DOCUMENT TEXT =>
— BEGIN —

Discussion List Archives

[Date Prev][Date Next][Thread Prev][Thread Next][Date Index][Thread Index]

Re: [Cif2-encoding] How we wrap this up

Dear Herbert

Not for the first time, I find your arguement persuasive. Brian's vote and explanation have also raised some
questions that I would like to look into.

I will confirm or otherwise my vote as soon as possible, assuming that is OK with James and assuming that
this round of votes might wrap this up.

Cheers

Simon


From: Herbert J. Bernstein <yaya@bernstein-plus-sons.com>
To: Group for discussing encoding and content validation schemes for CIF2 <cif2-encoding@iucr.org>
Sent: Friday, 24 September, 2010 13:17:14
Subject: Re: [Cif2-encoding] How we wrap this up

If he ignores the standard, in most cases all he has to do to comply with CIF2 is to run whatever applications he currently runs to produce CIF1 and, perhaps, in some cases, run a minor edit pass at the end, to convert for the minor syntactive differences and/or changed tags required to comply with CIF2 and the new dictionaries, but he is unlikely to have to do anything to deal with the messy business of whether his encoding is really a proper UTF8 encoding or not.

The punishment if he tries to comply, is that he has to totally uproot and reconfigure the environment in which he produces CIFs from whatever he is currently doing to create an enviroment in which he can reliably create and, more importantly, transmit compliant UTF8 files.  This can be very tricky if he does only a partial job, say fudging in one special application (yet to be written), because if he stays with his old system, all kinds of tools will keep trying to transcode whatever he has produced back to whatever his system considers a standard. Those of us who have files, applications and tools that have lived through several generations of macs are living proof of the problem. Macs now have excellent UTF8/16 unicode support, but every once in a while in working with a unicode file I find it has been strangely and unexpectedly converted to something else, and it can be really tricky to spot when the unaccented roman text part has been left untouched but just a few accented letters have gotten different accents.

— END —

WRITTEN INSTRUCTION A =>
In the CIF2 encoding email, on what day and date was Herbert J. Bernstein's message sent?
WRITTEN INSTRUCTION B =>
Change "persuasive" to "convincing" in the CIF2 encoding email, then give the passage again starting with "Discussion List Archives" and going on through "wrap this up.".
WRITTEN INSTRUCTION C =>
Write what comes next in the CIF2 encoding email, picking up after its final sentence.

(Collected data entries)
— BEGIN —

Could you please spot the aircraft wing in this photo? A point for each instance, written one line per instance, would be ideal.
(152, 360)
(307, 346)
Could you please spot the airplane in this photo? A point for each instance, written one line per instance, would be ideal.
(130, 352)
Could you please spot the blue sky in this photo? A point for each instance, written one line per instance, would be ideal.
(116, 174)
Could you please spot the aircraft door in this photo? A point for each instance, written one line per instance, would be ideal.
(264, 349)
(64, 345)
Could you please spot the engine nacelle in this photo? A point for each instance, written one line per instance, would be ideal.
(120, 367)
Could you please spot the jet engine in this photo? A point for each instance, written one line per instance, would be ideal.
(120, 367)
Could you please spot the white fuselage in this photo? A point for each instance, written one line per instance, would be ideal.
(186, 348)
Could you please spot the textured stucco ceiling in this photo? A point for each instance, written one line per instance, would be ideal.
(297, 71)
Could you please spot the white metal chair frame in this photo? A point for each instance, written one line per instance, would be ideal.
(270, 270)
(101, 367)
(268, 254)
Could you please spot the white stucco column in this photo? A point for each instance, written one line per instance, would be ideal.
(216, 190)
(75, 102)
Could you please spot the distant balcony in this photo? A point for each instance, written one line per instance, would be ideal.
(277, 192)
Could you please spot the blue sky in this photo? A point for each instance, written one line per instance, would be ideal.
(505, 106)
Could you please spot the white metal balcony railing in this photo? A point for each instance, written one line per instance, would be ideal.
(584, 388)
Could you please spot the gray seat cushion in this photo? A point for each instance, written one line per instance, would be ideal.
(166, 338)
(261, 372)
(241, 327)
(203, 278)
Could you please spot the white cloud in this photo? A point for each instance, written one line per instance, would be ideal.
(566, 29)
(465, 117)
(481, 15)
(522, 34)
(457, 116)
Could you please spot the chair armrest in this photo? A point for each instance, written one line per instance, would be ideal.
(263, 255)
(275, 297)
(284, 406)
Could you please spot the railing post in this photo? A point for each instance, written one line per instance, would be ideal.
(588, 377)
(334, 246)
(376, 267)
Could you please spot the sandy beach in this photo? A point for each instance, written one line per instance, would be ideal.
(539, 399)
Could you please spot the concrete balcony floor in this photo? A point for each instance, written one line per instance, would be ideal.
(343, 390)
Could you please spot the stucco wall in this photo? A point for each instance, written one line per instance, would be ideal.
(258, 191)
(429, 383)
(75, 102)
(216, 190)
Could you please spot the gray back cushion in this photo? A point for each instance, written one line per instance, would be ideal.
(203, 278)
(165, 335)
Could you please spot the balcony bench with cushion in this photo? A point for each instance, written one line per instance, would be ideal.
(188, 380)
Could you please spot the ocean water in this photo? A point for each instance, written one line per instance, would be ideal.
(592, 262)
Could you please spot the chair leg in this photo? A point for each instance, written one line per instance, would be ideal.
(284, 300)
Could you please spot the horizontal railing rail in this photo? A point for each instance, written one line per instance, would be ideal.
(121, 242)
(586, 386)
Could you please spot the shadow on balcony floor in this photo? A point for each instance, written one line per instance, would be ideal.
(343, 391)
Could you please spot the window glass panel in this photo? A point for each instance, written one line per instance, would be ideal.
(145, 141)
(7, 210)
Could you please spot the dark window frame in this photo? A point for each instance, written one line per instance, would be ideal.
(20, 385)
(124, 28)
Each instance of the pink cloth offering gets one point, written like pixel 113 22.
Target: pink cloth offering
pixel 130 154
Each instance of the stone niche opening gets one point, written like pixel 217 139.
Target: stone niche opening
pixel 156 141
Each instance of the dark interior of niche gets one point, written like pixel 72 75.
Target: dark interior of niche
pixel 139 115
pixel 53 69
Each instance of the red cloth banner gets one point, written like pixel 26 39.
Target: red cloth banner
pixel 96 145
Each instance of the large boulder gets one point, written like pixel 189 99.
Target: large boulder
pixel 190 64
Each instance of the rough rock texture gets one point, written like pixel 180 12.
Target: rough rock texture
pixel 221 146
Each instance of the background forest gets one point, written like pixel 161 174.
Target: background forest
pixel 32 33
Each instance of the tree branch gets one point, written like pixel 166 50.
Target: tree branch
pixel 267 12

— END —
— BEGIN —

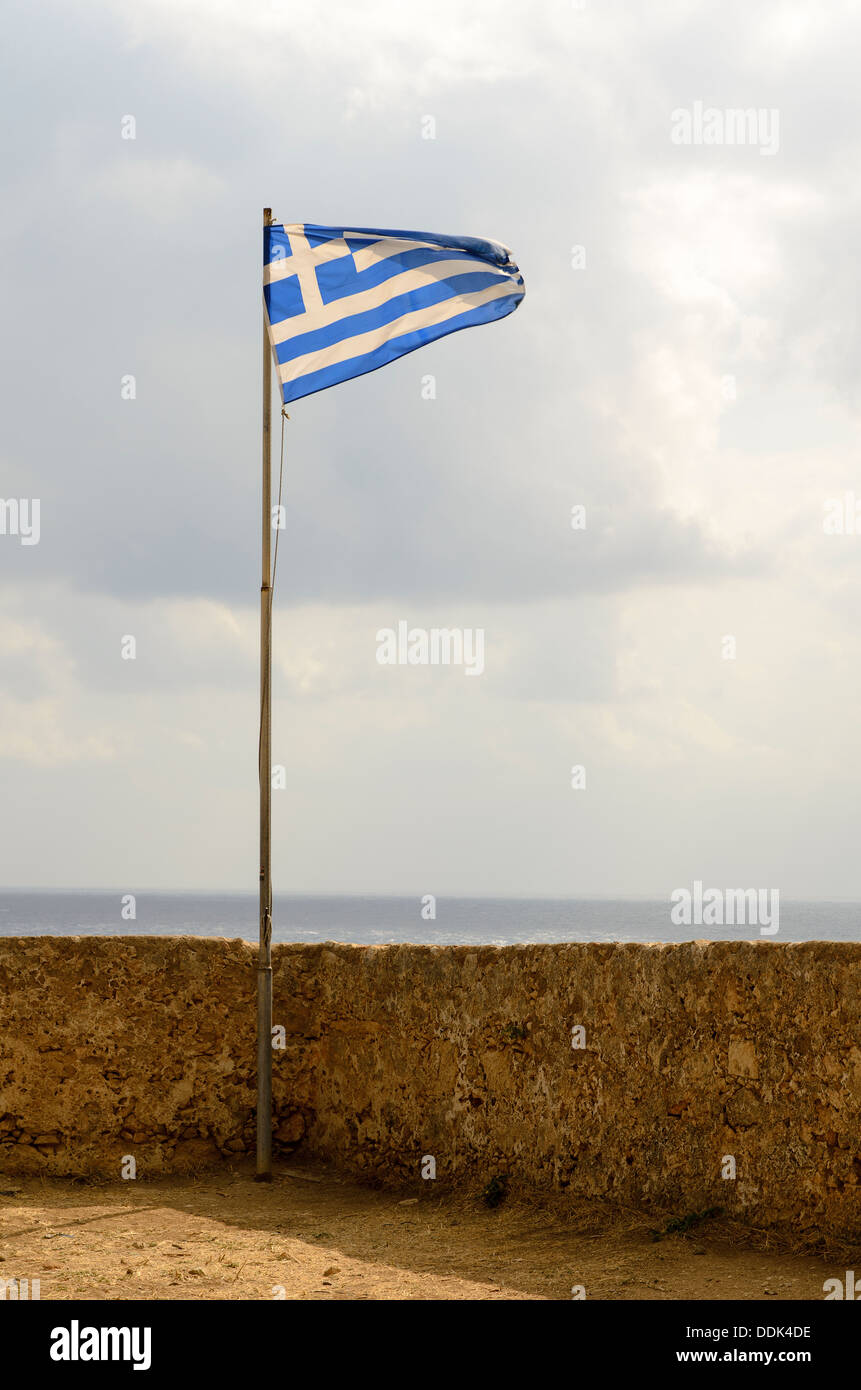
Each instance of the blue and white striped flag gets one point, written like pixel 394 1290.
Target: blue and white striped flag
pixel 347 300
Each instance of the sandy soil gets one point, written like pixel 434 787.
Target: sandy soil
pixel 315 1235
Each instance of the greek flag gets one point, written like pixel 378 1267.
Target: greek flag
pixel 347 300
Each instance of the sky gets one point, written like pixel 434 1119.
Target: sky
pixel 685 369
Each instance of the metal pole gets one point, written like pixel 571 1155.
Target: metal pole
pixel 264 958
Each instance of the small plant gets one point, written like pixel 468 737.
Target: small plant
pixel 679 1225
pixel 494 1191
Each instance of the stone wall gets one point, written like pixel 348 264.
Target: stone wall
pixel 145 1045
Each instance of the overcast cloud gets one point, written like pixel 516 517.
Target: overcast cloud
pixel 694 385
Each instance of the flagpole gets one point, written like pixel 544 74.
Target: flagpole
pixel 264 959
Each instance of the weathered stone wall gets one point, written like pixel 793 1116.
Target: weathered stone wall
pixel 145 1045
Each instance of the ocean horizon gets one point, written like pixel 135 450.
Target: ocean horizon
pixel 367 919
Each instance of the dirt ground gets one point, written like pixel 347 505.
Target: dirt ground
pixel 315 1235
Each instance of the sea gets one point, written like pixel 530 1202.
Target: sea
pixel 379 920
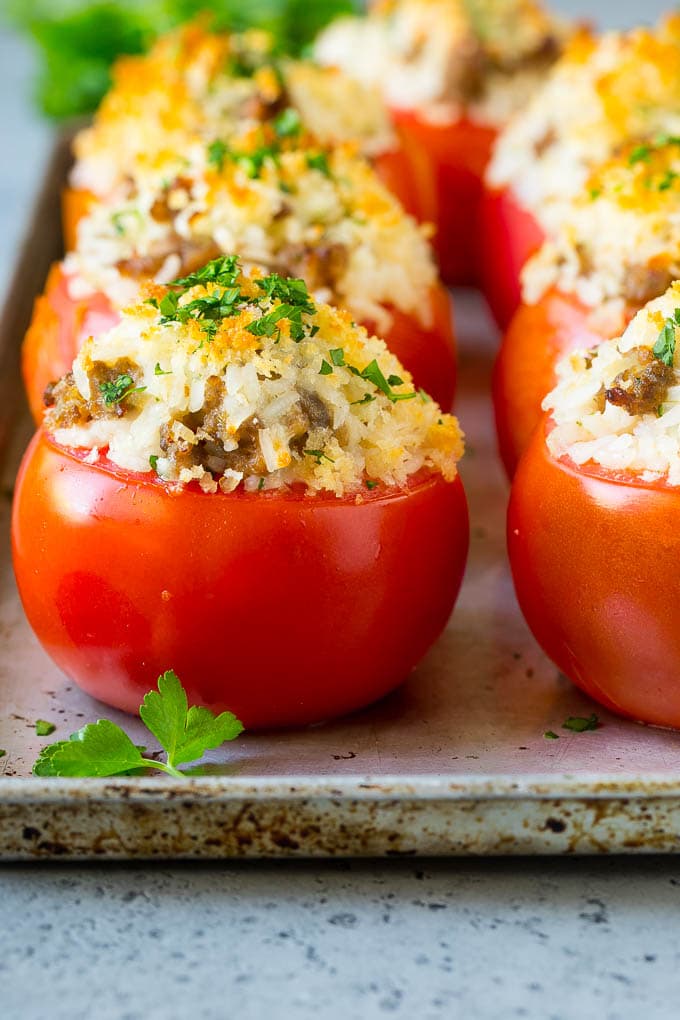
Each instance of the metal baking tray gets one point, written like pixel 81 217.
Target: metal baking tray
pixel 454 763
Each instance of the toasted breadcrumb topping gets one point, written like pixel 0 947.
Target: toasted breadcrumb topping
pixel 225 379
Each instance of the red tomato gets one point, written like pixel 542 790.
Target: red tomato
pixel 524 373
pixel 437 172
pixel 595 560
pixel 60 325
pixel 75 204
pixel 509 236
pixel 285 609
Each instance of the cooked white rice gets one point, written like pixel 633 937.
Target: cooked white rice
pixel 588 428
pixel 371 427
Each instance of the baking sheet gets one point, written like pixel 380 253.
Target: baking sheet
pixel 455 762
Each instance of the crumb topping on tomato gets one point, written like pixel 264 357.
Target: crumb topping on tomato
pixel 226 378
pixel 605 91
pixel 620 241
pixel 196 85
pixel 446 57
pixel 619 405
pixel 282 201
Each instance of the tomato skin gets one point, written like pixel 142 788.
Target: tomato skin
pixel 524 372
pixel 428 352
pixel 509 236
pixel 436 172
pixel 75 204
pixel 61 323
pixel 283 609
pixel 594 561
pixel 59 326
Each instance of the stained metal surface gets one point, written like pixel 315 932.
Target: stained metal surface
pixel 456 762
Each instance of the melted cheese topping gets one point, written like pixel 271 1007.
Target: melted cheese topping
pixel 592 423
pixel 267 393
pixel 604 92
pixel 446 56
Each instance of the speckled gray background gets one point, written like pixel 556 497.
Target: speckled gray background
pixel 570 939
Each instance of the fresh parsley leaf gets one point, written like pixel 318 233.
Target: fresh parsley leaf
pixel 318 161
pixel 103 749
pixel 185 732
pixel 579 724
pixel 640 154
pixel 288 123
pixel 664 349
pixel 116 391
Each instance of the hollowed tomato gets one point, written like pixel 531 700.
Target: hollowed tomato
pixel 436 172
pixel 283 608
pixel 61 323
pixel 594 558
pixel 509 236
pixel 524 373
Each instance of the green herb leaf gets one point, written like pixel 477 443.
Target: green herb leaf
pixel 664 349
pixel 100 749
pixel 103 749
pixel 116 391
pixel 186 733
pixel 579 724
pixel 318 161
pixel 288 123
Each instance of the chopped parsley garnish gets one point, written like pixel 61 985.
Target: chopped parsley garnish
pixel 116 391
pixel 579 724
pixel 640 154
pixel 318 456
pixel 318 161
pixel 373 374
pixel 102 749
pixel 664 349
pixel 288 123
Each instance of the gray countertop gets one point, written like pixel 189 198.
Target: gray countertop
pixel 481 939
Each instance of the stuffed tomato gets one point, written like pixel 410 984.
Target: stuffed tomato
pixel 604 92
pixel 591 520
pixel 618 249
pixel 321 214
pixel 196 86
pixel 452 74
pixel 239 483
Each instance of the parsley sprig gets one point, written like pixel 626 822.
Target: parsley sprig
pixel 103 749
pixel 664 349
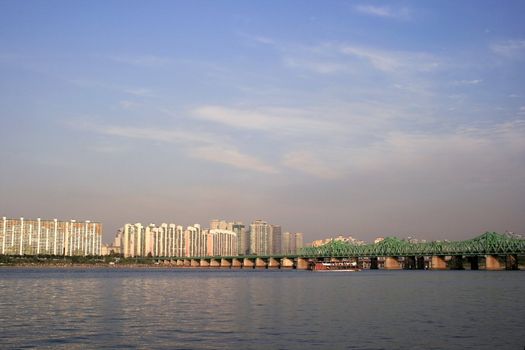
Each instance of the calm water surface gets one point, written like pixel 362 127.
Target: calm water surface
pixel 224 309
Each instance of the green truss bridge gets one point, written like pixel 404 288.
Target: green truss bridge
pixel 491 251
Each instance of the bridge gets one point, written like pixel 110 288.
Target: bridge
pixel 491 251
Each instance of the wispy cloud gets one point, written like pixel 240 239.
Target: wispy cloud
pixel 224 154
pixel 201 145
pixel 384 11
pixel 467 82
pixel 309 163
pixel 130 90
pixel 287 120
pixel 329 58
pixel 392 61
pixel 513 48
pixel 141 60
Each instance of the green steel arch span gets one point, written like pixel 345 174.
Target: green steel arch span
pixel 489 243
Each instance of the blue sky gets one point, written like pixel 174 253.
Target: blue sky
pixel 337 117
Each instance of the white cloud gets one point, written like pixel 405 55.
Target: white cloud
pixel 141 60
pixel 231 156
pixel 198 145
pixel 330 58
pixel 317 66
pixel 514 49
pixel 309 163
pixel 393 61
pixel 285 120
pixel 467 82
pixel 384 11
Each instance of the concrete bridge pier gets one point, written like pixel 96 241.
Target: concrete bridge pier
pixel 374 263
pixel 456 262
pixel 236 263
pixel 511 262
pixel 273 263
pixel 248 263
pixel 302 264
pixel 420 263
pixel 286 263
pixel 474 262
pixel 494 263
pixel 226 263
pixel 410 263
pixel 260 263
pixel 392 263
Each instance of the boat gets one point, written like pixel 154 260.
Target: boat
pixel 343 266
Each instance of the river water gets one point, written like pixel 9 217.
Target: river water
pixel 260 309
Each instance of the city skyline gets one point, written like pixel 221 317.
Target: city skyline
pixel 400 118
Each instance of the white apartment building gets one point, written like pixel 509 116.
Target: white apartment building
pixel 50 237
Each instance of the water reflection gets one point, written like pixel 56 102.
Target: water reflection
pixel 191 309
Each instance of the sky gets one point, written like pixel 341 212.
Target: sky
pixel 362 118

— END —

WRITTEN RESPONSE A =>
Friday, 24 September, 2010

WRITTEN RESPONSE B =>
Discussion List Archives

[Date Prev][Date Next][Thread Prev][Thread Next][Date Index][Thread Index]

Re: [Cif2-encoding] How we wrap this up

Dear Herbert

Not for the first time, I find your arguement convincing. Brian's vote and explanation have also raised some
questions that I would like to look into.

I will confirm or otherwise my vote as soon as possible, assuming that is OK with James and assuming that
this round of votes might wrap this up.

WRITTEN RESPONSE C =>
Mandating UTF8 is simply trying to shift a serious software problem from the central handlers of CIF (IUCr, PDB, etc.) to the external users. Most users will probably have the good sense to simply ignore the demand and leave the burden just where it is now.  A few sophisticated users will probably adapt with no trouble, but the punishment for those users who blindly follow orders before we have a complete multiplatform supporting infrastructure in place by mandating UTF8 is severe, expensive and undeserved.  Until and unless we have developed solid support, we will just be alienating people from CIF.  I will continue to oppose such a move.

Simon, I beg you to change your vote.  Once we have the rest of CIF2 in
place and supported, I will be happy to cooperate in trying to develop
the software support we would need to make UTF8/UTF16 work well for
users on Mac, Linux and Windows, but it is a big job that I do not
believe can be done soon enough and well enough for options 3 through
5 to make sense right now.  Please do not "make the perfect the
enemy of the good".

=====================================================
Herbert J. Bernstein, Professor of Computer Science
  Dowling College, Kramer Science Center, KSC 121
        Idle Hour Blvd, Oakdale, NY, 11769

                +1-631-244-3035
                yaya@dowling.edu
=====================================================

On Fri, 24 Sep 2010, SIMON WESTRIP wrote:

> I do not understand why a user who adhere's to a CIF2 standard
> that specifies an encoding will be 'punished'?
> What worries me about a specification that allows any encodng
> is that users who ignore any recommendations regarding
> a preferred encoding might experience difficulties when e.g.
> submitting their CIF to a journal/archive, even though they
> have adhered to the standard (unjustly punished).
>
> With regard to the lack of CIF2 software support, surely CIF2
> in general is of little use to users, not just its encoding requirements.
> But perhaps you already have CIF2 software that can be dropped into existing
> workflows save for the fact that it would require modification to work
> with 'specified encodings'?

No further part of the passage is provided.